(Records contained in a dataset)

┄┄┄┄┄┄┄┄┄┄┄┄┄┄┄┄┄┄┄┄

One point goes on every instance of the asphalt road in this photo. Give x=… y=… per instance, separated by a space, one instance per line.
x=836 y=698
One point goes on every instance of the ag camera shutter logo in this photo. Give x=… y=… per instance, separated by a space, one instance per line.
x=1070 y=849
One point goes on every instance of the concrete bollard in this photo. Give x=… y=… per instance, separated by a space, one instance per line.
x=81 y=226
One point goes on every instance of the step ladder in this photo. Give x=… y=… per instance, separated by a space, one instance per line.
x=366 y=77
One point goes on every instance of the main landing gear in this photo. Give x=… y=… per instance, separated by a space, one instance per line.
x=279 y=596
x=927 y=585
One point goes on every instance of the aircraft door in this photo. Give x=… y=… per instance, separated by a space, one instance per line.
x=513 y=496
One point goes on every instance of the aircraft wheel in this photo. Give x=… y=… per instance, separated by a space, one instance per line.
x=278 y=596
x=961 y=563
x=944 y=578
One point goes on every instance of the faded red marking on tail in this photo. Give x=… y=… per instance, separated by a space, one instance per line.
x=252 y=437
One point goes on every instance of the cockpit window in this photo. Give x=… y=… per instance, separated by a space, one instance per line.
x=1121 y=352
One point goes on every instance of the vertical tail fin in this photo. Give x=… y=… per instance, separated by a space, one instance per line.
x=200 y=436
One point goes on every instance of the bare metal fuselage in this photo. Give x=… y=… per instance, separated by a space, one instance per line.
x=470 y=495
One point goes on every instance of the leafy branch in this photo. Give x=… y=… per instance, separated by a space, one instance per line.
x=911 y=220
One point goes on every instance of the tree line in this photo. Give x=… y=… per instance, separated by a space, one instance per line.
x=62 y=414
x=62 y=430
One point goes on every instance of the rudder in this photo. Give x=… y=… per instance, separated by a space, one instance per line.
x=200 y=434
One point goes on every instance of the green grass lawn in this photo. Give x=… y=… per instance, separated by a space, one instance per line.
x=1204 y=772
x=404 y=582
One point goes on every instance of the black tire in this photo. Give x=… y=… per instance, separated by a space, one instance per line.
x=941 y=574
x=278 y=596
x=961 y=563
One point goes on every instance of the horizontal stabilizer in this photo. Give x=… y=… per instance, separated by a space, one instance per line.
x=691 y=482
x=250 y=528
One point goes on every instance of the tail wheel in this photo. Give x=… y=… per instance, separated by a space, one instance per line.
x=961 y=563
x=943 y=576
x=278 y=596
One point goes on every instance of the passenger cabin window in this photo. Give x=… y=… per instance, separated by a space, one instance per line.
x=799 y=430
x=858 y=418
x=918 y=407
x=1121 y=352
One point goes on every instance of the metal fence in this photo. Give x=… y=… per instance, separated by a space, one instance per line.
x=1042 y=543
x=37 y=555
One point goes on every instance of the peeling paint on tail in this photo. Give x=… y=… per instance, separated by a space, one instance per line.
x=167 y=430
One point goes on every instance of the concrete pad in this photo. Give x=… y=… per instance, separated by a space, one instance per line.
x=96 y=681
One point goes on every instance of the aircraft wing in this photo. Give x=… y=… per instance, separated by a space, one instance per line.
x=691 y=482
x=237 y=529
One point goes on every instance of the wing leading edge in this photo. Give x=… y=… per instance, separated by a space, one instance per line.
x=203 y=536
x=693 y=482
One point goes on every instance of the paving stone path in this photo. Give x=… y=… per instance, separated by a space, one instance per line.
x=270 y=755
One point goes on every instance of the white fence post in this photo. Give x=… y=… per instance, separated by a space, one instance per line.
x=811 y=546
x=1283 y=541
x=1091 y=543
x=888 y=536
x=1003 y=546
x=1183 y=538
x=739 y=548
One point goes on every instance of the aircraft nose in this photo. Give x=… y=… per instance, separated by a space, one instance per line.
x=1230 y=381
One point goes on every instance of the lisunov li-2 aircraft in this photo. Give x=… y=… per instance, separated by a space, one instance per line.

┄┄┄┄┄┄┄┄┄┄┄┄┄┄┄┄┄┄┄┄

Instructions for the task:
Down to the last line, restate the records exactly.

Response box:
One point goes on every instance of the asphalt road in this photo. Give x=… y=… per instance, separated by a space, one instance per line.
x=836 y=698
One point goes on every instance of the ag camera shutter logo in this photo. Give x=… y=… per instance, separated by a space, one instance per line.
x=1070 y=849
One point goes on every instance of the concrete bollard in this photo. Give x=… y=… per instance, separated by a space, one instance per line.
x=81 y=226
One point goes on every instance of the step ladder in this photo. Give x=… y=… per instance, separated by a space, one instance per line.
x=366 y=77
One point goes on every instance of the main landing gear in this photo. Give x=… y=… per instance, separated by a space, one instance per line.
x=279 y=596
x=927 y=585
One point goes on every instance of the aircraft door in this photo. Give x=… y=… per instance, separated by a space, one instance per line.
x=513 y=496
One point goes on every instance of the aircraft wheel in this photo. Give x=… y=… per instance, separated by a space, one instance per line.
x=278 y=596
x=961 y=563
x=944 y=578
One point goes on every instance of the faded red marking on tail in this photo. Give x=… y=… per instance, separated by a space, one instance per line.
x=252 y=437
One point goes on every instance of the cockpit window in this photo. Give x=… y=… per instance, separated by a space, one instance per line.
x=1121 y=352
One point goes on every instance of the vertical tail fin in this photo. Give x=… y=… per instance, separated by a space, one instance per line.
x=200 y=436
One point goes on every instance of the bare metal fuselage in this photo. Give x=… y=… per instance, separated by a space, one instance per line.
x=470 y=495
One point goes on every instance of the leafy branch in this photo. Give x=… y=… per instance, separated by a space, one instance per line.
x=911 y=220
One point goes on every instance of the tree line in this photo. Give x=… y=… per instance, separated by a space, one instance per line.
x=62 y=414
x=62 y=430
One point goes on every instance of the rudder in this photo. Give x=… y=… per instance, separated by a space, one instance per line.
x=200 y=434
One point goes on every instance of the green grass lawn in this photo. Give x=… y=… per instance, separated by a space, one instance per line.
x=1204 y=772
x=404 y=582
One point goes on every instance of the black tire in this photo. Give x=… y=… per instance, separated by a space, one instance per line.
x=941 y=574
x=278 y=596
x=961 y=563
One point goes on every instance of the horizontal stabilizer in this photo. Give x=… y=… per instance, separated by a space, one instance per line.
x=691 y=482
x=250 y=528
One point goes on every instance of the tail wheel in this photo. Give x=… y=… per instance, separated by a space, one instance per line.
x=961 y=563
x=943 y=576
x=278 y=596
One point goes on every instance of the passenger cabin window in this photo. Give x=… y=… per instance, separated by a space, one instance per line.
x=799 y=430
x=858 y=418
x=918 y=407
x=1121 y=352
One point goes on every instance of the metal fence in this photo. Give x=… y=… per instance, separated by a space, one instance per line.
x=1042 y=543
x=37 y=555
One point goes on every instance of the peeling paint on tail in this photo. Give x=… y=… per instance, separated by a space, one instance per line.
x=167 y=430
One point goes on every instance of the concrete pad in this photo. Give x=… y=… per instance, separated by a space, one instance per line.
x=96 y=681
One point goes on every instance of the aircraft wing in this photo. Give x=… y=… per instance, separated by a space, one instance per line.
x=691 y=482
x=237 y=529
One point goes on every instance of the wing leading edge in this photo. Give x=… y=… per instance, separated by a space, one instance per line.
x=203 y=536
x=693 y=482
One point goes on every instance of the paving stone path in this photo. Give x=… y=… per instance, separated by a space, one instance per line.
x=270 y=755
One point goes on every instance of the white fence post in this photo. Give x=… y=… per instance, separated by a space, one instance per line.
x=811 y=546
x=1283 y=541
x=1091 y=543
x=888 y=536
x=1003 y=546
x=1183 y=538
x=739 y=548
One point goes on every instance of the aircraft nose in this photo. Give x=… y=… per instance, separated by a space, one instance per line.
x=1230 y=381
One point goes on every instance of the lisunov li-2 aircraft in this photo. Give x=… y=… per instance, separated by a space, one instance per line.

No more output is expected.